(Work to complete): Before you write out the listing, remove the pictures; everything else stays exactly as it is.
╭──
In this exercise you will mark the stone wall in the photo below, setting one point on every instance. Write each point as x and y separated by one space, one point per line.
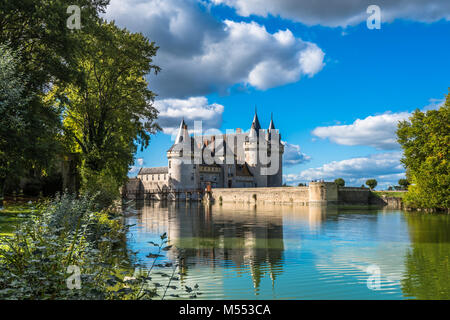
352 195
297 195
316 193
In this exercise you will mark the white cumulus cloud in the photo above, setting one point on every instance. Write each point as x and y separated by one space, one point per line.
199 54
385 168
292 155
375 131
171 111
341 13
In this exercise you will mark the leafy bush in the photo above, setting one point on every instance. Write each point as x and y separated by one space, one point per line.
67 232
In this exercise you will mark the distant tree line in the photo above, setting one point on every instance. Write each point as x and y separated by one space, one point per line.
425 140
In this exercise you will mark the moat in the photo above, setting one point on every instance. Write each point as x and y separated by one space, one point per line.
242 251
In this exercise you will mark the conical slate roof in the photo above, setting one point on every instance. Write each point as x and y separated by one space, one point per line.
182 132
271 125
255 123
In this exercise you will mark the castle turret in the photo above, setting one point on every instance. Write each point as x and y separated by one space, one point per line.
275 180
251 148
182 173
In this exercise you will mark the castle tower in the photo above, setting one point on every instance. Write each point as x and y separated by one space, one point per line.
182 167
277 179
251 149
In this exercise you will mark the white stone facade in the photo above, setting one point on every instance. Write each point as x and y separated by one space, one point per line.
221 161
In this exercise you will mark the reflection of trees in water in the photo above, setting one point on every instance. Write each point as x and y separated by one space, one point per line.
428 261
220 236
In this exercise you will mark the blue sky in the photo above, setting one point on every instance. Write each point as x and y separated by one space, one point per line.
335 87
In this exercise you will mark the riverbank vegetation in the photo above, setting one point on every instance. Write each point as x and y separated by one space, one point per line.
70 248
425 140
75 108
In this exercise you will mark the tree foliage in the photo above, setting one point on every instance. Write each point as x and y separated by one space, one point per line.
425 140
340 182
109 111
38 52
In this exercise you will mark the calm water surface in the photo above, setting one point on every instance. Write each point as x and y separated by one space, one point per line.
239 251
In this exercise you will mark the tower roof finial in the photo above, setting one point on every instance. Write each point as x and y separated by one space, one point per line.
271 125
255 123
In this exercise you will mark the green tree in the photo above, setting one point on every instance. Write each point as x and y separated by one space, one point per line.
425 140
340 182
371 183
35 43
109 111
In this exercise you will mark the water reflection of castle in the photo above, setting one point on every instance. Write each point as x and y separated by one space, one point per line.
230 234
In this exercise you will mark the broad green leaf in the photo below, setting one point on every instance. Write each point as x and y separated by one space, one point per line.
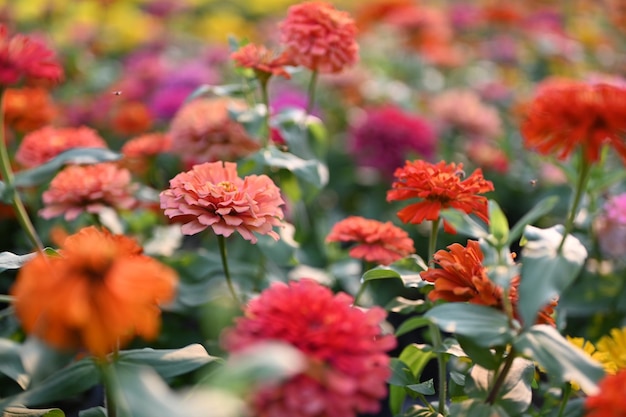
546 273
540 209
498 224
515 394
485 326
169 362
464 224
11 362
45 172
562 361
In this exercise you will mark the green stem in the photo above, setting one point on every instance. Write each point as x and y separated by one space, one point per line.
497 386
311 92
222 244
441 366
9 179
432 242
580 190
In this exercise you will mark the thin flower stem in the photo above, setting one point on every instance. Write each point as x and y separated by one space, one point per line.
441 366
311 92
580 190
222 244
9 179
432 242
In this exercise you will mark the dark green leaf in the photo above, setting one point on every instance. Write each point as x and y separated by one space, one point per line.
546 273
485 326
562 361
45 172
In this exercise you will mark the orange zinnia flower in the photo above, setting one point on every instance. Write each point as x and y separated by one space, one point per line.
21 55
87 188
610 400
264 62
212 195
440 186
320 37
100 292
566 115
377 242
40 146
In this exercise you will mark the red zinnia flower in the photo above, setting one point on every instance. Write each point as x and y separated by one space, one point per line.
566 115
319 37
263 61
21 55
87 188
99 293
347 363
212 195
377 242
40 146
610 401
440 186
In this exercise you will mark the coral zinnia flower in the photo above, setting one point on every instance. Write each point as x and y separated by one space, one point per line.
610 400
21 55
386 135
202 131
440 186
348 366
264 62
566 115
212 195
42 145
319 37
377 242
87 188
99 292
╰──
(Your solution):
In this exercise you will mark the stone wall in the photo below, setting one point on every instance. Write each point as x and y separated by one space, one point per line.
352 195
297 195
316 193
In this exercise you will mark the white cumulus cloud in the photo above, setting one point on every instance. Write each point as x and y separated by one space, one point per line.
199 54
385 168
292 155
375 131
171 111
341 13
In this exercise you will mark the leafy bush in the photo above, setting one point on every instance. Write each point as x and y separated by one space, one point per line.
67 232
In this exercise you will mark the distant tree line in the photo above, setting one point on every instance. Write each point as x and y separated by one space, one point per line.
425 140
In this exercise you will mark the moat in the photo above, setting one point on every instance. Write each point as x and y separated by one space, one point per line.
242 251
In this exercise you will mark the conical slate roof in the photo above, setting one point on every instance. Write each point as x and y separated by one space, one point per line.
182 132
271 125
255 123
In this exercise you will mark the castle turret in the photo above, setting one point on every instance. Write each point as x and y separated by one space, one point per line.
275 180
251 148
182 173
In this exercise you will mark the castle tower in the photo above, setting one point on every instance. Write each point as x and y separated by one space, one point per line.
182 167
277 179
251 149
In this exercise you will mark the white stone facade in the photo above, setting one point on every instance. Write each point as x and y separated by one space, one point per line.
221 161
In this exercise you will mark the reflection of trees in water in the photo above, setting one point on every instance. Write each point as x and y separated by one space, one point per line.
428 261
220 236
In this exercise you will mark the blue sky in the photo above, setting one point on every instance. Write each point as x and y separated by one space, one point per line.
335 87
In this exercise you will mark the riverbank vegetation in the photo above, setting one point on every instance. Write each point as x and y separated by one space, one point per line.
70 248
425 140
75 108
In this exercise you will mark the tree foliage in the photo above, setting one point on every instance. Write each point as x and y separated by one space, one point per line.
425 140
340 182
109 111
38 52
In this exercise you will mark the calm water surface in the photo above, setting one point on every instance. Write each point as x and y separated by one space, one point per line.
239 251
In this exercise you will mark the tower roof finial in the photo above, setting one point on every instance. Write each point as x and y separated by one space, one point per line.
271 125
255 123
In this exercise you will mark the green tree in the photo above, setting one point on every instance. Write each point as x and y separated by one space, one point per line.
425 140
340 182
371 183
35 43
109 111
In this exercise you will mark the water reflection of castle in the photo above, setting one point on every instance. Write each point as x and y separated by one space, one point per line.
230 234
In this exercise you will mark the broad green leaf in the photo below, setting one point on every instance. Write each point as x and y separated by one space, one point per line.
546 273
540 209
498 224
515 394
485 326
169 362
464 224
11 362
45 172
562 361
In this exercise you will mark the green stem in the photo above, setting one point on every instance. Write each point as x and y separated by one space, one point per line.
497 386
311 92
222 244
441 366
9 179
432 242
580 190
In this exercise you will mark the thin flower stem in the photo above, setting one point on every instance. Write each point as x and y separated by one space, one point per line.
441 366
311 92
580 190
222 244
9 179
432 242
In this exercise you will mark the dark green leaf in the photo above, setting one point on every instance. Write each point as x and y separated by one space, one point per line.
546 273
485 326
562 361
45 172
In this exercise you will mark the orange zinnia flower in the photo above, setting one point on every instance. Write each point as x and y separated by one space, one point per line.
21 55
87 188
610 400
264 62
212 195
440 186
320 37
100 292
566 115
377 242
40 146
In this exercise you will mark the red zinnia flower in the photo above, setting one point on every instance. Write each point as x and y separated by one space, one point per line.
566 115
319 37
263 61
21 55
87 188
99 293
347 363
212 195
377 242
40 146
610 401
440 186
In this exercise you will mark the coral zinnia flower in the photo above, setting one point on every instance. Write each point as x and y separated by one space, one point per line.
610 400
21 55
386 135
202 131
440 186
348 366
264 62
566 115
212 195
42 145
319 37
377 242
87 188
99 292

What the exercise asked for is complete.